▸ **Problem requirements**
Copy out the items below, replacing "point_per_instance" with "mark_all_instances" wherever it occurs and keeping everything else the same. Leave the pictures out.

▸ **Exercise inputs**
+++
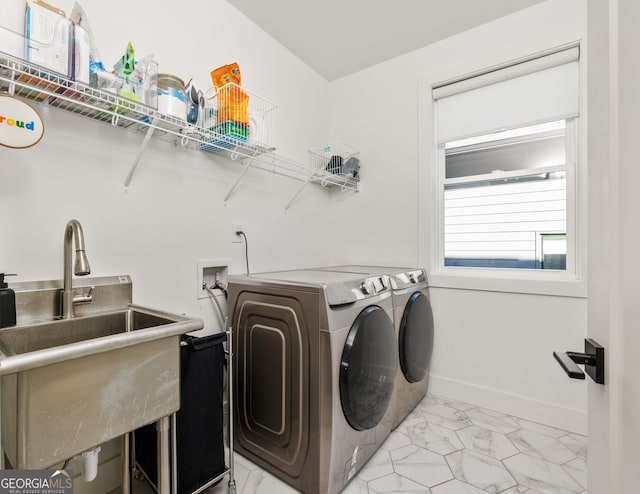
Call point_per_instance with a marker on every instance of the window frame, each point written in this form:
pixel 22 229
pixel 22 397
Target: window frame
pixel 571 282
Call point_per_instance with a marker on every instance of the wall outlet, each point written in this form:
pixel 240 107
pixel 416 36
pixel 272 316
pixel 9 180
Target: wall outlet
pixel 207 272
pixel 236 227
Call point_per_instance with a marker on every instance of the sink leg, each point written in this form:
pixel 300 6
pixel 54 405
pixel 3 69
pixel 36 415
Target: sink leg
pixel 126 464
pixel 164 468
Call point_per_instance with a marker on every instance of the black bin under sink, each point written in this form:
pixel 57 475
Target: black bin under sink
pixel 199 422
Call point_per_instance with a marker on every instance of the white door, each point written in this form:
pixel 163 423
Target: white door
pixel 614 243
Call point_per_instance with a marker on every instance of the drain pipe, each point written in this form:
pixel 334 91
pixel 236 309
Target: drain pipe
pixel 89 464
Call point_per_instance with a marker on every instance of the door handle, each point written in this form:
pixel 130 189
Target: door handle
pixel 592 359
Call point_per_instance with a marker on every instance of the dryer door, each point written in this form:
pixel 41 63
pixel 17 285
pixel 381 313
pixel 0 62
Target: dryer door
pixel 415 343
pixel 368 368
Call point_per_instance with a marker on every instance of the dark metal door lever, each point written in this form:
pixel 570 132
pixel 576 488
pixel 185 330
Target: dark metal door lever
pixel 592 359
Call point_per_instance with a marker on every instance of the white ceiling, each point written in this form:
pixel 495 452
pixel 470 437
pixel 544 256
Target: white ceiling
pixel 339 37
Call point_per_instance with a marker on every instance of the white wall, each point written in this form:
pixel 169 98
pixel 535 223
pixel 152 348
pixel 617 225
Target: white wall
pixel 173 214
pixel 492 348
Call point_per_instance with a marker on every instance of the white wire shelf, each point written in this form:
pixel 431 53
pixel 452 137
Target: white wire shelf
pixel 36 84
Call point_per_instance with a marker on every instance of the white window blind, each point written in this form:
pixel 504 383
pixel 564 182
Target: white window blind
pixel 542 89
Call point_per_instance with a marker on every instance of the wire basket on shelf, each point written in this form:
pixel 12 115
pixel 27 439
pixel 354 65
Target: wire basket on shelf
pixel 235 117
pixel 336 159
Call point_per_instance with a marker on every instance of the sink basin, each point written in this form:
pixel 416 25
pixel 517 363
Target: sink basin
pixel 69 385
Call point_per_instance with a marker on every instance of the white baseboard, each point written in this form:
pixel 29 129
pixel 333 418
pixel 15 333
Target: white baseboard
pixel 541 412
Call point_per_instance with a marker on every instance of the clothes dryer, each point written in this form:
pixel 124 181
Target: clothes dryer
pixel 315 366
pixel 413 321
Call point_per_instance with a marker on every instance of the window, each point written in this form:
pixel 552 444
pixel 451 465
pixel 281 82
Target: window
pixel 505 198
pixel 506 177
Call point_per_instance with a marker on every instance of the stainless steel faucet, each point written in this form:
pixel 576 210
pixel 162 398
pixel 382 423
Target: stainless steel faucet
pixel 73 232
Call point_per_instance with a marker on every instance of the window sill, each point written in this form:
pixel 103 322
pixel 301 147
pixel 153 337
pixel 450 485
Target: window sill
pixel 511 281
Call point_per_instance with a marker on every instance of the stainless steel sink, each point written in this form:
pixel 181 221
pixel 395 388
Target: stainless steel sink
pixel 69 385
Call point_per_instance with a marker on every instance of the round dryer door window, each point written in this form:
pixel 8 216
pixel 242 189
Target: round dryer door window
pixel 368 368
pixel 415 342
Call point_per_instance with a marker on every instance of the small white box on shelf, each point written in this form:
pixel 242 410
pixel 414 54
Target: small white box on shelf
pixel 335 158
pixel 48 34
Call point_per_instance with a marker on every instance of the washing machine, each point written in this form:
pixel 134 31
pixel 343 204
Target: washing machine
pixel 413 321
pixel 315 368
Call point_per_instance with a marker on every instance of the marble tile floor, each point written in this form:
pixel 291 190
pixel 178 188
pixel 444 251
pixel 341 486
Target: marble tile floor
pixel 448 447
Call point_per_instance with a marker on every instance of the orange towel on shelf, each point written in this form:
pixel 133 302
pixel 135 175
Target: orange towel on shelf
pixel 233 102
+++
▸ **Solution to this exercise**
Call mark_all_instances with a marker on every instance of the window frame, each point written in this form:
pixel 22 229
pixel 22 397
Target: window frame
pixel 571 282
Call mark_all_instances with a marker on every instance of the wall outlet, each point written in this form:
pixel 240 107
pixel 416 36
pixel 272 316
pixel 9 180
Target: wall outlet
pixel 207 272
pixel 236 227
Call mark_all_instances with a marker on every instance of the sink leg, each point written in this form:
pixel 300 6
pixel 54 405
pixel 3 69
pixel 36 415
Target: sink leg
pixel 126 464
pixel 164 468
Call mark_all_instances with a marker on every instance of the black bin under sink, each point written in this form:
pixel 57 475
Target: black bin under sink
pixel 199 422
Call mark_all_instances with a marker on every instance of the white door, each point written in this form:
pixel 163 423
Target: white door
pixel 614 243
Call mark_all_instances with a marker on every instance of the drain pipe, each point written in this form:
pixel 334 91
pixel 236 309
Target: drain pipe
pixel 89 464
Call mark_all_instances with a marker on every instance of the door handle, each point written in this form:
pixel 130 189
Target: door handle
pixel 592 359
Call mark_all_instances with a marker on every instance of the dryer door, each point written in this form:
pixel 41 63
pixel 17 285
pixel 381 313
pixel 0 62
Target: dryer door
pixel 415 343
pixel 368 368
Call mark_all_instances with a marker on every instance of the dark metal door lever, each point written in this form:
pixel 570 132
pixel 576 488
pixel 185 330
Target: dark metal door lever
pixel 592 359
Call mark_all_instances with a marker on every instance of the white ceiling, each point written in this form:
pixel 495 452
pixel 470 437
pixel 544 256
Target: white ceiling
pixel 339 37
Call mark_all_instances with a marker on every instance of the white wall, each point written in this form:
pixel 169 98
pixel 535 223
pixel 152 348
pixel 617 225
Target: white wall
pixel 173 214
pixel 492 348
Call mark_all_instances with a marker on every instance of the white wire shelf, each point written in this form:
pixel 431 53
pixel 452 137
Target: white wire shelf
pixel 36 84
Call mark_all_instances with a marker on every instance of the white window blind, each point written in this form:
pixel 504 383
pixel 564 182
Target: white window blind
pixel 542 89
Call mark_all_instances with a marker on every instance of the wire basket on shelf, each point written in this form:
pixel 12 115
pixel 27 439
pixel 354 65
Target: wire basket on shelf
pixel 235 117
pixel 336 159
Call mark_all_instances with a marker on every instance of the sink basin, each point written in this form:
pixel 416 25
pixel 517 363
Target: sink basin
pixel 69 385
Call mark_all_instances with a marker on every instance of the white baseboard, each point written in this form:
pixel 29 129
pixel 333 418
pixel 15 333
Target: white baseboard
pixel 541 412
Call mark_all_instances with a marker on every instance of the clothes dryer, each point written in this form:
pixel 124 181
Target: clothes dryer
pixel 315 366
pixel 413 321
Call mark_all_instances with a marker on every instance of the window, each point written in this form:
pixel 552 444
pixel 451 465
pixel 281 82
Target: window
pixel 505 198
pixel 506 177
Call mark_all_instances with a marker on every instance of the stainless steel faucet, each point written in this form:
pixel 576 210
pixel 162 398
pixel 382 423
Target: stainless steel faucet
pixel 73 232
Call mark_all_instances with a marker on every instance of the window sill, each point written in this form:
pixel 103 322
pixel 301 147
pixel 153 337
pixel 450 485
Target: window sill
pixel 511 281
Call mark_all_instances with a marker on every instance of the stainless steel sink, each point written in this form:
pixel 181 221
pixel 395 388
Target: stainless steel sink
pixel 69 385
Call mark_all_instances with a marker on every instance of the round dryer door window, each point written in this form:
pixel 8 216
pixel 242 189
Target: round dryer door window
pixel 368 368
pixel 415 342
Call mark_all_instances with a marker on every instance of the small white box on shelf, each point written in this form:
pixel 242 410
pixel 414 54
Target: small white box on shelf
pixel 335 158
pixel 48 34
Call mark_all_instances with a marker on every instance of the washing machine, each point written in this form:
pixel 134 31
pixel 343 204
Target: washing machine
pixel 413 321
pixel 315 368
Call mark_all_instances with a marker on every instance of the marble tile floor, each point written in this form:
pixel 291 190
pixel 178 188
pixel 444 251
pixel 341 486
Target: marble tile floor
pixel 448 447
Call mark_all_instances with a marker on every instance of the orange towel on shelf, each point written in this form:
pixel 133 302
pixel 135 175
Target: orange towel on shelf
pixel 233 102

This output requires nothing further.